__WRITTEN EXERCISE__: Copy the lines of data below word for word, without the pictures.

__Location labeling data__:
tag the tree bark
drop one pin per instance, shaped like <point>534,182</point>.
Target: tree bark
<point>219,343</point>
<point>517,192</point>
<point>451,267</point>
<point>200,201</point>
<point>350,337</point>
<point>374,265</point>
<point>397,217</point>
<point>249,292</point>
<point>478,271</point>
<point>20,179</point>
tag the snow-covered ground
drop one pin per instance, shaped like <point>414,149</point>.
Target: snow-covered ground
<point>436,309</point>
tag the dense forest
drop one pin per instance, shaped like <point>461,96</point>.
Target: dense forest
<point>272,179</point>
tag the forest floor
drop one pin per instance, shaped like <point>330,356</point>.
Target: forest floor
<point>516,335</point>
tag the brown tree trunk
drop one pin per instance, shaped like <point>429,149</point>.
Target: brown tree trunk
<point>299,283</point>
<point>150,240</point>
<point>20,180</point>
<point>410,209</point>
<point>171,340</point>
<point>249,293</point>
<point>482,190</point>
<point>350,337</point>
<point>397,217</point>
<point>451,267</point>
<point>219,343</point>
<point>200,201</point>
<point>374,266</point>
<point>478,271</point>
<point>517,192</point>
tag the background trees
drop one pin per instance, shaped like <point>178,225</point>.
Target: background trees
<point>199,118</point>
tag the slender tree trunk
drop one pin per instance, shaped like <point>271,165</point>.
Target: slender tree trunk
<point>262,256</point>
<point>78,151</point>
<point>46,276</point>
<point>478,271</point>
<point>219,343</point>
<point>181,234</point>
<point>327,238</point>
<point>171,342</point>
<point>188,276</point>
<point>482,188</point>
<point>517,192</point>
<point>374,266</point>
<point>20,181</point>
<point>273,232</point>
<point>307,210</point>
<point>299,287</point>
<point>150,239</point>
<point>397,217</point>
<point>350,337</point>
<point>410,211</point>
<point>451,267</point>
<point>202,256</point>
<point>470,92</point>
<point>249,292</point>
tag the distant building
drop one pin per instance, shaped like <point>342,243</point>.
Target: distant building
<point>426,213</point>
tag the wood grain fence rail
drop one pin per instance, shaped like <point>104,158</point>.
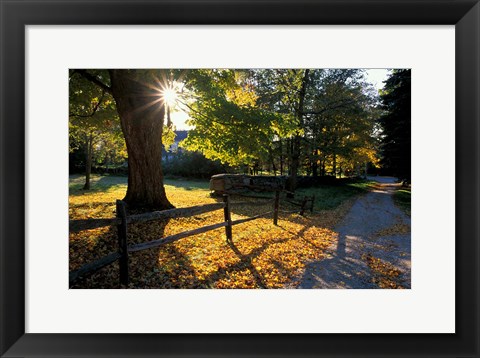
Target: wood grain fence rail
<point>122,220</point>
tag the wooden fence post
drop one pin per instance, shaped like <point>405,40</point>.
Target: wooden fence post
<point>304,203</point>
<point>275,207</point>
<point>122,242</point>
<point>228,217</point>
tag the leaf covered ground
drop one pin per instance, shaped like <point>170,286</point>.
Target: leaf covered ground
<point>261,255</point>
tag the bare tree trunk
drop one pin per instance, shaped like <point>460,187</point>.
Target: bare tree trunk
<point>141,113</point>
<point>281,157</point>
<point>88,160</point>
<point>334,170</point>
<point>295,159</point>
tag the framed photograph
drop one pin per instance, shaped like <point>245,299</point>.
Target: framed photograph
<point>240,62</point>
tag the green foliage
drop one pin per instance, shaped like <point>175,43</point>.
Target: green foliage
<point>403,199</point>
<point>192,165</point>
<point>229,126</point>
<point>94,127</point>
<point>396,124</point>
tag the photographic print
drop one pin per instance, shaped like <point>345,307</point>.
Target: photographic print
<point>240,178</point>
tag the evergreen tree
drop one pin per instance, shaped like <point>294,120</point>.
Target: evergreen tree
<point>396,124</point>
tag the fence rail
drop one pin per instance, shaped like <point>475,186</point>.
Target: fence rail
<point>122,220</point>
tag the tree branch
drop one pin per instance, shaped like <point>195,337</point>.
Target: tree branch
<point>94,80</point>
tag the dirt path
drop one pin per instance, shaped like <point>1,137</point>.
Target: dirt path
<point>373,247</point>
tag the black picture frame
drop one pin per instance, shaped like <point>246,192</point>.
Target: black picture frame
<point>15,15</point>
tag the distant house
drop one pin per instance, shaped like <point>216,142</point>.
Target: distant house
<point>179,136</point>
<point>174,148</point>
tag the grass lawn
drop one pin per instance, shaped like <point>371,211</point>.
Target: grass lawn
<point>403,198</point>
<point>262,255</point>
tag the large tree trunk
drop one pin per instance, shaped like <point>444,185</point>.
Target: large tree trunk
<point>141,113</point>
<point>88,160</point>
<point>295,158</point>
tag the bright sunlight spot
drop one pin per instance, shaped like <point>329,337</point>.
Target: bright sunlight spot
<point>169,95</point>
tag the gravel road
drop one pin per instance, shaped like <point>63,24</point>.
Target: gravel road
<point>373,247</point>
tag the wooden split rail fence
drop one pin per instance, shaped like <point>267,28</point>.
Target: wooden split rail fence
<point>122,220</point>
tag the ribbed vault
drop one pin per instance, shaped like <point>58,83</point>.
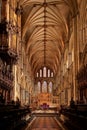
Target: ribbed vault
<point>45,31</point>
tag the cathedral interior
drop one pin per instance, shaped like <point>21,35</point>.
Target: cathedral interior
<point>43,64</point>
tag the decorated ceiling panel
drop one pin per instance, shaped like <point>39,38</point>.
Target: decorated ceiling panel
<point>45,31</point>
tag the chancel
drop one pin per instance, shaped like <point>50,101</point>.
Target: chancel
<point>43,64</point>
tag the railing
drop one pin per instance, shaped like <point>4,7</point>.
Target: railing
<point>6,78</point>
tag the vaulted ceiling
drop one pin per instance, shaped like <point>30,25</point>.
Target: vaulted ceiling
<point>45,31</point>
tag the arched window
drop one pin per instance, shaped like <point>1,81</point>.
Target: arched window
<point>37,74</point>
<point>48,72</point>
<point>0,9</point>
<point>39,85</point>
<point>40,73</point>
<point>51,74</point>
<point>50,87</point>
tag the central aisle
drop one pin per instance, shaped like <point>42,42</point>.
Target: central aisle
<point>44,123</point>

__EXERCISE RESULT__:
tag the tree bark
drop one pin per instance, shaped like <point>534,182</point>.
Target: tree bark
<point>219,343</point>
<point>517,192</point>
<point>451,267</point>
<point>200,201</point>
<point>350,337</point>
<point>374,265</point>
<point>397,217</point>
<point>249,292</point>
<point>478,271</point>
<point>20,179</point>
tag the snow-covered ground
drop one pin per instance, shaped like <point>414,149</point>.
Target: snow-covered ground
<point>436,309</point>
tag the dense forest
drop one pin per instance, shaped like <point>461,96</point>.
Target: dense forest
<point>272,179</point>
tag the forest floor
drop one pin per instance, shaped like <point>330,356</point>.
Target: forest floor
<point>516,335</point>
tag the brown tree trunk
drop one pin per instance, shaped like <point>429,149</point>.
Target: brown tree trunk
<point>299,283</point>
<point>150,240</point>
<point>20,180</point>
<point>410,209</point>
<point>171,340</point>
<point>249,293</point>
<point>482,190</point>
<point>350,337</point>
<point>397,217</point>
<point>451,267</point>
<point>219,343</point>
<point>200,201</point>
<point>374,266</point>
<point>478,271</point>
<point>517,192</point>
tag the background trees
drop one pin per instance, shaped like <point>178,225</point>.
Target: background trees
<point>199,118</point>
tag the slender tree trunk
drop one pin per instance, shaped like <point>271,165</point>.
Target: slender tree trunk
<point>262,256</point>
<point>78,151</point>
<point>46,276</point>
<point>478,271</point>
<point>219,343</point>
<point>181,234</point>
<point>327,238</point>
<point>171,342</point>
<point>188,276</point>
<point>482,188</point>
<point>517,192</point>
<point>374,266</point>
<point>20,181</point>
<point>273,232</point>
<point>307,210</point>
<point>299,287</point>
<point>150,239</point>
<point>397,217</point>
<point>350,337</point>
<point>410,211</point>
<point>451,267</point>
<point>202,256</point>
<point>470,92</point>
<point>249,292</point>
tag the distant building
drop one pin per instance, shaped like <point>342,243</point>.
Target: distant building
<point>426,213</point>
tag the wood grain fence rail
drop one pin per instance, shaped like <point>104,158</point>.
Target: wood grain fence rail
<point>122,220</point>
tag the wooden fence post
drop one pin per instance, shaped like <point>405,40</point>.
Target: wooden fence post
<point>304,203</point>
<point>275,207</point>
<point>122,242</point>
<point>228,217</point>
tag the leaf covered ground
drop one pin per instance, shaped like <point>170,286</point>.
Target: leaf covered ground
<point>261,255</point>
tag the bare tree trunk
drop one pin per instance, shaped like <point>460,187</point>.
Target: bare tree trunk
<point>141,113</point>
<point>281,157</point>
<point>88,160</point>
<point>334,170</point>
<point>295,159</point>
tag the framed photograph
drop one pin per instance, shaped like <point>245,299</point>.
Target: framed photograph
<point>240,62</point>
tag the green foliage
drop one pin per instance, shaped like <point>175,43</point>.
Target: green foliage
<point>403,199</point>
<point>192,165</point>
<point>229,126</point>
<point>94,127</point>
<point>396,124</point>
tag the photographic print
drop one pin per instance, shaped like <point>345,307</point>.
Target: photographic print
<point>240,178</point>
tag the evergreen tree
drop one pin per instance, shaped like <point>294,120</point>.
Target: evergreen tree
<point>396,124</point>
tag the fence rail
drop one pin per instance, shaped like <point>475,186</point>.
Target: fence rail
<point>122,220</point>
tag the tree branch
drop one pin per instance, shaped like <point>195,337</point>.
Target: tree branch
<point>94,80</point>
tag the dirt path
drop one pin per instance, shaped like <point>1,137</point>.
Target: dirt path
<point>373,247</point>
tag the black picture frame
drop one pin per instance, shaped like <point>246,192</point>.
Target: black picture frame
<point>15,15</point>
tag the distant house
drop one pin per instance, shaped like <point>216,142</point>.
Target: distant house
<point>179,136</point>
<point>174,148</point>
tag the grass lawn
drop one pin per instance, shaped like <point>371,211</point>.
Target: grass lawn
<point>403,198</point>
<point>262,255</point>
tag the large tree trunk
drop one pin per instance, shaped like <point>444,185</point>.
Target: large tree trunk
<point>141,113</point>
<point>88,160</point>
<point>295,158</point>
tag the bright sunlight spot
drop one pin per instance, shaped like <point>329,337</point>.
Target: bright sunlight spot
<point>169,95</point>
tag the gravel road
drop one pin per instance, shaped like <point>63,24</point>.
Target: gravel road
<point>373,247</point>
tag the wooden split rail fence
drop one pin per instance, shaped like <point>267,28</point>.
Target: wooden split rail fence
<point>122,220</point>
tag the ribbed vault
drop one pin per instance, shaped like <point>58,83</point>.
Target: ribbed vault
<point>45,31</point>
tag the cathedral interior
drop one pin per instance, shaped like <point>21,35</point>.
Target: cathedral interior
<point>43,64</point>
tag the decorated ceiling panel
drop one pin per instance, shaped like <point>39,38</point>.
Target: decorated ceiling panel
<point>45,31</point>
tag the chancel
drop one pin per instance, shaped like <point>50,101</point>.
Target: chancel
<point>43,64</point>
tag the railing
drop one pin per instance, shaped like <point>4,7</point>.
Target: railing
<point>6,78</point>
tag the vaulted ceiling
drop one pin per instance, shaped like <point>30,25</point>.
Target: vaulted ceiling
<point>45,31</point>
tag the arched window
drop one pin per instance, shaped like <point>1,81</point>.
Target: arched window
<point>37,74</point>
<point>48,72</point>
<point>0,9</point>
<point>39,85</point>
<point>40,73</point>
<point>51,74</point>
<point>50,87</point>
tag the central aisle
drop one pin per instance, shaped like <point>42,42</point>.
Target: central aisle
<point>44,123</point>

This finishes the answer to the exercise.